Given instruction
Switch every "unit" in the listing below to "section". Leave everything else unchanged.

Records
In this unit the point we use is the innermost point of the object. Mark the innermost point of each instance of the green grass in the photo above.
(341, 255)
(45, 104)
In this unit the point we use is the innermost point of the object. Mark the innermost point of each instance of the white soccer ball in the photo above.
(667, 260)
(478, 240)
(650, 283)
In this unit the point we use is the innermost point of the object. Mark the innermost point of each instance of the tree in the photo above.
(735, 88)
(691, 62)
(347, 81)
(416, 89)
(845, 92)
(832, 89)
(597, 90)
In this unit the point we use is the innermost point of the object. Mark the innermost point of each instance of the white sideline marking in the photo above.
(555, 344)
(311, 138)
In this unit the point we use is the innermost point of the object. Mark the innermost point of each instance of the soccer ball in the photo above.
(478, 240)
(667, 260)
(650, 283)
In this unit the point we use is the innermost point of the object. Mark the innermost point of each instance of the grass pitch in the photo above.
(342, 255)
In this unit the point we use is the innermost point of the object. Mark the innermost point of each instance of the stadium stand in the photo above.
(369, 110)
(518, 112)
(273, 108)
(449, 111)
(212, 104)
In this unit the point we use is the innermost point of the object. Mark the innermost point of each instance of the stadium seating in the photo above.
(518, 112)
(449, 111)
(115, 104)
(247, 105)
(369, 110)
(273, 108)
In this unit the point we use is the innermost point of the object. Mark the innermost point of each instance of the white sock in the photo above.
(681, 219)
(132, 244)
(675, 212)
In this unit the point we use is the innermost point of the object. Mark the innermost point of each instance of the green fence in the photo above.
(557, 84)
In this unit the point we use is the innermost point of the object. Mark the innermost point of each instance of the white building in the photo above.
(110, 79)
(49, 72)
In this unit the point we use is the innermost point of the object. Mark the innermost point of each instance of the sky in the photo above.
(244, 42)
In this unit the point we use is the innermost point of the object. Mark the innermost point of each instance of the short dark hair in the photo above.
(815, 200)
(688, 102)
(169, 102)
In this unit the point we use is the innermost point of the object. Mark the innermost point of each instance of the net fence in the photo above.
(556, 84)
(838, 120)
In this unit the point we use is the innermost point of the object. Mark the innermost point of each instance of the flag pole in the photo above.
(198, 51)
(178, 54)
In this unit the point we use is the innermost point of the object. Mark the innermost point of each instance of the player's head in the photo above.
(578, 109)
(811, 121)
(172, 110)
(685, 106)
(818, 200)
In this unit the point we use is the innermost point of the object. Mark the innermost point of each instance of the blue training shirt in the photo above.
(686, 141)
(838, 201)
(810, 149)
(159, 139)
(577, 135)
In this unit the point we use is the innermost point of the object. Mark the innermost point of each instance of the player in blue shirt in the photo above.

Solution to this task
In this section the point we use is the innermost point of the object. Mark the innermost point of each instance of the green grass in the photo above.
(341, 255)
(45, 104)
In this section the point we use is the innermost point of the object. Mark the innermost point of each instance of the white soccer ball in the photo above.
(667, 260)
(478, 240)
(650, 283)
In this section the point we use is the innermost point of the object. Mark the innermost point of each instance of the tree in the photo above.
(735, 88)
(691, 62)
(347, 81)
(416, 89)
(845, 92)
(832, 89)
(597, 90)
In this section the point we use is the innermost point of the object. Mark the innermost point of each instance of the white sideline marking in the photo above.
(555, 344)
(311, 138)
In this section the point we use is the innermost point of the object. Mark the innermost point of each instance of the soccer ball in the photo above.
(478, 240)
(667, 260)
(650, 283)
In this section the point we use is the innermost point of the object. Mark the innermost point of each instance of the grass pitch in the photo above.
(342, 255)
In this section the point we use is the innermost point of the object. Mark the innermost point of each instance of the stadium stand in the photo above.
(369, 110)
(518, 112)
(273, 108)
(449, 111)
(212, 104)
In this section the point we use is the innermost point of the object. Mark the innermost point of each instance of the stadium seating in the photo above.
(518, 112)
(449, 111)
(115, 104)
(247, 105)
(369, 110)
(273, 108)
In this section the point we use is the innermost point of the object. Mark the innermost point of each instance of the white sock in the photo above.
(681, 219)
(132, 244)
(675, 212)
In this section the point we use is the innermost point of the object. Mark the innermost point of each instance of the green fence in the photo above.
(557, 84)
In this section the point we use is the innermost point of the object. Mark the innermost point of each instance of the white building in the photo above.
(110, 79)
(49, 72)
In this section the point we use is the innermost point of the object. Mark the innermost point of each instance of the sky in the photo above.
(244, 42)
In this section the point we use is the innermost point of the object. Mark the innermost point of each instance of the short dark hair in the photo above.
(815, 200)
(688, 102)
(169, 102)
In this section the point we use is the innermost point of the object. Mark the innermost point of each instance of the net fence in the photo above.
(556, 84)
(838, 120)
In this section the point we use is the innermost point of the object. Mark the innermost point of each instance of the flag pole in the photo above.
(198, 51)
(178, 54)
In this section the point we use is the innermost point of the object. Mark the innermost point of each instance of the player's head in the photo above.
(578, 109)
(811, 121)
(172, 110)
(685, 106)
(818, 200)
In this section the point we use is the innermost point of the object. Mark the innermost point of each instance of the blue training shirt in the photo above.
(686, 141)
(838, 201)
(810, 149)
(159, 139)
(577, 135)
In this section the point we use is the innermost point of the object. Mark the innermost point of each instance of the player in blue shirt in the photo above.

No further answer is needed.